* [Recorded information]:

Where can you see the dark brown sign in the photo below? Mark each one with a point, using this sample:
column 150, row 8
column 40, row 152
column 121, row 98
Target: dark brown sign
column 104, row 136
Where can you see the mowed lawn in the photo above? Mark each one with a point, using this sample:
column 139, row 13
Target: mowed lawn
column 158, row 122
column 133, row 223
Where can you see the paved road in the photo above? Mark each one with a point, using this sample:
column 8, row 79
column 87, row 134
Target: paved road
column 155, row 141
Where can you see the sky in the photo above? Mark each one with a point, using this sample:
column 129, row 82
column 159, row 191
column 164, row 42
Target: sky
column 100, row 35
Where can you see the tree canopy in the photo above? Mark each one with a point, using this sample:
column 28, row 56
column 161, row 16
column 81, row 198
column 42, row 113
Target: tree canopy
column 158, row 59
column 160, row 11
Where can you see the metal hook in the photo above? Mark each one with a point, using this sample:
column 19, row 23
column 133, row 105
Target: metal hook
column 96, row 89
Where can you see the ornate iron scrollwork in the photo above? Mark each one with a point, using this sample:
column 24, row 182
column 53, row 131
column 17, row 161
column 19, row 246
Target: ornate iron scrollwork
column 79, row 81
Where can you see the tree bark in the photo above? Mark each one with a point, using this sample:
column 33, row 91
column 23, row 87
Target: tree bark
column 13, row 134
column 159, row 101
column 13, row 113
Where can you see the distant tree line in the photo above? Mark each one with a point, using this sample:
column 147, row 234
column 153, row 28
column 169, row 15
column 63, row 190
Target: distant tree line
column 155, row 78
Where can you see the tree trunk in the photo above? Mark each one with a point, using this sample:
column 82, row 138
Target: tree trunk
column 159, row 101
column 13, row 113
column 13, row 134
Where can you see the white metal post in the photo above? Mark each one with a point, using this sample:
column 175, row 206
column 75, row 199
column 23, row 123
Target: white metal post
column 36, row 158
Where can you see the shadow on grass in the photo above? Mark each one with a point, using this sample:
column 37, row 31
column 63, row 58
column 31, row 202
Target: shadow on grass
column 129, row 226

* [Requirements]: Reproduce all of the data above verbatim, line for line.

* [Solution for this exercise]:
Where can you see the dark brown sign in the photo below? Mark each one with a point, using this sample:
column 150, row 8
column 40, row 152
column 121, row 98
Target: dark brown sign
column 104, row 136
Where can you see the mowed lawn in the photo above? Mark each one with a point, using this sample:
column 139, row 13
Target: mowed lawn
column 158, row 122
column 133, row 223
Where can you see the paved road in the photo above? Mark each one with a point, using this sample:
column 8, row 79
column 87, row 134
Target: paved road
column 155, row 141
Where can you see the sky in the photo above? Mark each one with a point, using this sample:
column 129, row 82
column 159, row 191
column 164, row 42
Target: sky
column 100, row 35
Where can you see the tree canopy in the photo above? Mark each one with a point, using this sample:
column 28, row 56
column 161, row 16
column 81, row 198
column 42, row 113
Target: tree canopy
column 158, row 59
column 160, row 11
Where can you see the metal hook in the photo above? Mark each one with a point, using this sample:
column 19, row 23
column 133, row 105
Target: metal hook
column 96, row 89
Where can you see the ornate iron scrollwork in the photo above? Mark each one with a point, using this sample:
column 24, row 182
column 53, row 131
column 17, row 161
column 19, row 246
Target: ornate iron scrollwork
column 79, row 81
Where can you see the tree bark in the photo above? Mark each one with a point, using this sample:
column 33, row 91
column 23, row 87
Target: tree bark
column 13, row 134
column 159, row 101
column 13, row 113
Where can you see the distant tree line in the photo above? Mark each one with a point, using this sample:
column 147, row 234
column 153, row 28
column 169, row 15
column 63, row 190
Target: distant tree line
column 155, row 78
Where can you see the tree trunk in the photo above? Mark each one with a point, using this sample:
column 82, row 138
Target: tree trunk
column 159, row 101
column 13, row 113
column 13, row 134
Where can you see the white metal post in the photo above? Mark each one with a point, using this sample:
column 175, row 206
column 75, row 199
column 23, row 123
Target: white metal post
column 36, row 158
Where can you see the shadow on grass in the photo above? Mark each one with a point, using this sample:
column 37, row 31
column 63, row 58
column 31, row 202
Target: shadow on grass
column 129, row 226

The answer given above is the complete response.